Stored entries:
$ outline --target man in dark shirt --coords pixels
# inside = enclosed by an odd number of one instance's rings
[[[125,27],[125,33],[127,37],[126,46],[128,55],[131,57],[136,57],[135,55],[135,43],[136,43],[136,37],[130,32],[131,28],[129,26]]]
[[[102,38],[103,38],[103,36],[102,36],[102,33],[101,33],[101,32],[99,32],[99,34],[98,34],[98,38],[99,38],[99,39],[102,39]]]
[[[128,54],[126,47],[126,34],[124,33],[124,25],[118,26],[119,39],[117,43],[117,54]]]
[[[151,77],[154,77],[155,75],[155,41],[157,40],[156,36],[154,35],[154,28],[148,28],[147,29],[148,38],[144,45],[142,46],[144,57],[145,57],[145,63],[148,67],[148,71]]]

Goal >>
Could you extract every row above and copy each one character for character, with no changes?

Answer in full >>
$ outline --target man in dark shirt --coords pixels
# inside = enclosed by an odd number of one instance's rings
[[[125,27],[125,33],[127,37],[126,46],[128,55],[131,57],[136,57],[135,55],[135,43],[136,43],[136,37],[130,32],[131,28],[129,26]]]
[[[102,38],[103,38],[103,36],[102,36],[102,33],[101,33],[101,32],[99,32],[99,34],[98,34],[98,38],[99,38],[99,39],[102,39]]]
[[[128,54],[126,47],[126,34],[124,33],[124,25],[118,26],[119,39],[117,43],[117,54]]]
[[[151,77],[154,77],[155,75],[155,41],[157,40],[156,36],[154,35],[154,28],[148,28],[147,29],[148,38],[144,45],[142,46],[144,57],[145,57],[145,63],[148,67],[148,71]]]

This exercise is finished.